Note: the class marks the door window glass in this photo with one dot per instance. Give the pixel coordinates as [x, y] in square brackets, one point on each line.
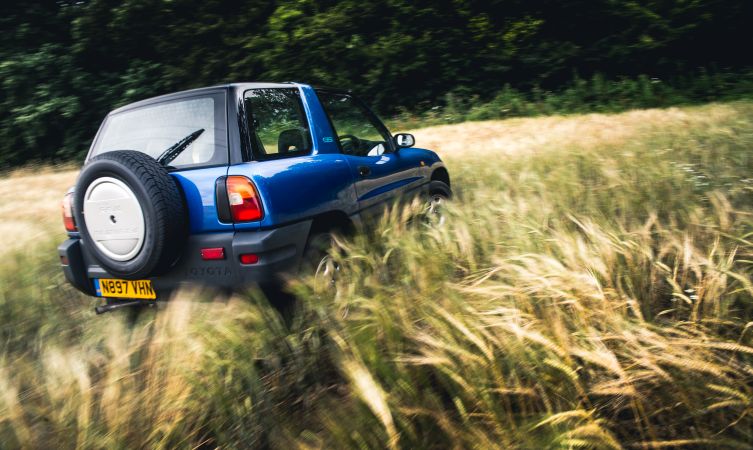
[357, 131]
[277, 123]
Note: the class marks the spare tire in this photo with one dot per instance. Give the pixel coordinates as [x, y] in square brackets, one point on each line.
[130, 213]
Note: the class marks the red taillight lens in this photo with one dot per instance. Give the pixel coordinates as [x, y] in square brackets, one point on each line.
[68, 220]
[245, 205]
[208, 254]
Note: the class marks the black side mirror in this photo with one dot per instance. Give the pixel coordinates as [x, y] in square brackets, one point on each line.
[404, 140]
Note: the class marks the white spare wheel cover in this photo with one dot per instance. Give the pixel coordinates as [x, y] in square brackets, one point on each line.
[114, 218]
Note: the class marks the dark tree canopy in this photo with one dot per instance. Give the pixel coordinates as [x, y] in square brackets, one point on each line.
[64, 64]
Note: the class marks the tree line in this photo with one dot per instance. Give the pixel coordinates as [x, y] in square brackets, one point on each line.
[64, 64]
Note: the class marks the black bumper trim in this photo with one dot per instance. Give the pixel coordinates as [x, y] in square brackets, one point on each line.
[279, 250]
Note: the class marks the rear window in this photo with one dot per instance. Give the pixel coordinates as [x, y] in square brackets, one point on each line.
[152, 129]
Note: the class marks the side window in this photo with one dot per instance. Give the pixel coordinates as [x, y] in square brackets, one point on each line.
[277, 123]
[358, 132]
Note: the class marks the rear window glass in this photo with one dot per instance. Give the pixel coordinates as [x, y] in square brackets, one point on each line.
[154, 128]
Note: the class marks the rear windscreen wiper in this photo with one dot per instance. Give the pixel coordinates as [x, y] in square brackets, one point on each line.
[174, 150]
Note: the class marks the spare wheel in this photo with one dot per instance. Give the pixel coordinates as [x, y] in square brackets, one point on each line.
[130, 213]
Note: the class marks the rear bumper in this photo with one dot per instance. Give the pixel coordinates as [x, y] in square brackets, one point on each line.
[279, 251]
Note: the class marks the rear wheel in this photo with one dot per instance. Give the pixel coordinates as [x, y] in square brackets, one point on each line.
[439, 193]
[318, 261]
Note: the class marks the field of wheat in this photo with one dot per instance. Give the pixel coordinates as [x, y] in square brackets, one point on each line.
[590, 288]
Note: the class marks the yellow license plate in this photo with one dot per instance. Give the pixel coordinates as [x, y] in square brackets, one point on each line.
[108, 287]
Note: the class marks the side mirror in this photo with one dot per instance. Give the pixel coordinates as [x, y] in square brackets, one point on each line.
[404, 140]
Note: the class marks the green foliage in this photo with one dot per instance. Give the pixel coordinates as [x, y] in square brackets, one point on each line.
[65, 64]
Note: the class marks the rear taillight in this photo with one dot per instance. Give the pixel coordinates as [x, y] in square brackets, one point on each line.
[68, 220]
[245, 205]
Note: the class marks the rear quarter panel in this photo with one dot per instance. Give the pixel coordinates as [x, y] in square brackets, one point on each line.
[293, 189]
[198, 187]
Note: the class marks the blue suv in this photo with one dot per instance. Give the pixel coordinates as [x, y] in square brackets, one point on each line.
[231, 185]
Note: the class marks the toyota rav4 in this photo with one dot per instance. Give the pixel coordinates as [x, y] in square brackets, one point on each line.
[230, 185]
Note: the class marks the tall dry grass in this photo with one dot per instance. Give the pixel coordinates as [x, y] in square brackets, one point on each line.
[590, 288]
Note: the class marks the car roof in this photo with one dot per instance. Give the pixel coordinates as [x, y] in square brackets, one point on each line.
[199, 91]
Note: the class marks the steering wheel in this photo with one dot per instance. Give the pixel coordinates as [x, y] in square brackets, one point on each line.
[352, 145]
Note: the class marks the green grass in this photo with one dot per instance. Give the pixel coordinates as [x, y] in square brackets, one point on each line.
[588, 296]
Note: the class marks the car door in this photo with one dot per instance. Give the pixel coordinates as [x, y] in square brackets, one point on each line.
[381, 174]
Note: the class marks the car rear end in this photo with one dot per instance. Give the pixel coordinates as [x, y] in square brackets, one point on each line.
[103, 225]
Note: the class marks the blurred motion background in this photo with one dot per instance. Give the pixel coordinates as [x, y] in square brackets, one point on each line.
[65, 64]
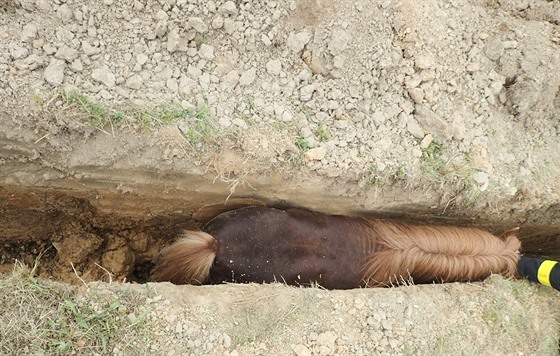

What you should do: Write the data above out exactly. Leave out any pictures.

Solution for this exercise:
Note: the class marks the door window glass in this photo with one dot per instance. Give the pixel coordinates as [x, y] in square brackets, one point on each line.
[357, 131]
[277, 123]
Note: the class marks the spare tire in this photo with one dot per instance. Give the pixel coordinates as [x, y] in square brackets, one point on each line.
[130, 213]
Note: the class marks the red taillight lens in this photo with one dot per instance. Give the pixel coordinates as [x, y] in square brackets, one point on each line.
[68, 220]
[245, 205]
[208, 254]
Note: the class marks the black side mirror in this photo with one dot per instance. Give the pixel coordinates as [x, y] in square brackets, one point on each line.
[404, 140]
Note: the class marks the white spare wheel cover in this photo with one dot per instance. Give the pixel coordinates as [x, y] in square brackets, one point on each line.
[114, 218]
Note: the class marks the dark tree canopy in this photo with one dot per instance. Give the pixel coordinates as [x, y] in square brackets, one point on each line.
[64, 64]
Note: the class marks the tree line in this photo with one dot per instance. Give the pixel coordinates as [x, y] in square brackets, one point on each line.
[64, 64]
Note: the class marks the black bumper trim in this photo with one dot per instance. Give the pixel coordinates as [x, y] in square brackets, one point on each line.
[279, 250]
Note: the class marks the rear window in this photo with one dot per instance. Give the pixel coordinates as [x, y] in square brackets, one point on each line.
[152, 129]
Note: the class marks the side window in this photo with one dot per instance. Give the pixel coordinates as [x, y] in square brackets, one point on each line.
[277, 123]
[358, 132]
Note: the class marks the rear window glass in this photo with one dot per instance. Give the pixel coordinates as [x, y] in square brackets, one point on each line.
[154, 128]
Note: the class marks the rear windscreen wiper in this photo with one dot per instance. Give the pixel coordinates as [x, y] in square brackets, one point on each line.
[174, 150]
Note: the class marks the spare wheel in this photo with one dot per instance. Give the pixel coordinates as [x, y] in square brackets, one point on each line.
[130, 213]
Note: the class marks the rear bumper in this photo with one dot per instance. Give the pixel coordinates as [x, y] in square brackets, one point on each line.
[279, 251]
Note: the class marks the rear wheel in this photo with one dot per instance. Give the pixel coordinates as [x, y] in square brackets, one point on each line.
[439, 193]
[318, 261]
Note: the class marks the field of wheat in this photo with one dot per instance. Give the pixel coordinates as [x, y] in square brackets, one point on each line.
[590, 288]
Note: the class marks the yellow license plate in this photo with one dot per instance. Give the pixel coordinates as [x, y] in square brackets, one point on each line.
[108, 287]
Note: the class marks the side mirror in this photo with one dot per instance. Give the pixel coordinates as [x, y] in square brackets, one point on each line.
[404, 140]
Note: the class marks the green foliage in this photo with one dot per instance. Give the pixel coordinates as [x, y] in square brackets, one point on each line.
[65, 64]
Note: the class marks the rear taillight in this photo with one dot per instance. Give the pixel coordinates as [x, y] in square brackets, one point on each line.
[68, 220]
[245, 205]
Note: the class marks the rear quarter panel in this photo with one dot per instance. Give the pixel coordinates as [x, y] in square brackets, one point on each line.
[293, 189]
[198, 187]
Note: the class marks the blue suv in this photo with one dot per instance. Give the pixel coordinates as [x, y] in square brackets, one point on each line.
[231, 185]
Note: the class marks the toyota rav4 in this photo with one dot per instance. Give the pixel coordinates as [x, y] in square brackets, one point on each line.
[230, 185]
Note: the class marks the tall dry grass in this photo with one dot per instance. Give the pixel coordinates as [x, y] in square brackets, one point on each line.
[590, 288]
Note: the class marks the car roof in this photo with one dot per instance. Give the pixel coordinates as [x, y] in square brackets, one point on each line.
[199, 91]
Note: the class marks the steering wheel in this photo with one dot per instance. Give the pixel coordinates as [x, y] in square brackets, one point on each line.
[352, 145]
Note: the class marks the green grass in this photo with one dot per instance. Give the pixel coordinates as [x, y] in square brackets, one point on each line.
[588, 296]
Note: the class marks the car door in this photo with one dot per instance. Give the pixel coordinates as [x, y] in square brackets, one point on each line.
[381, 174]
Note: the class marks the car rear end in this photo with one dot per instance. Give the pixel coordinates as [x, y] in square brackets, one point on each line.
[103, 225]
Note: the class marks the blurred motion background in this photo with one dot per instance. Give the pixel coordinates as [x, y] in square brackets, one point on each line.
[65, 64]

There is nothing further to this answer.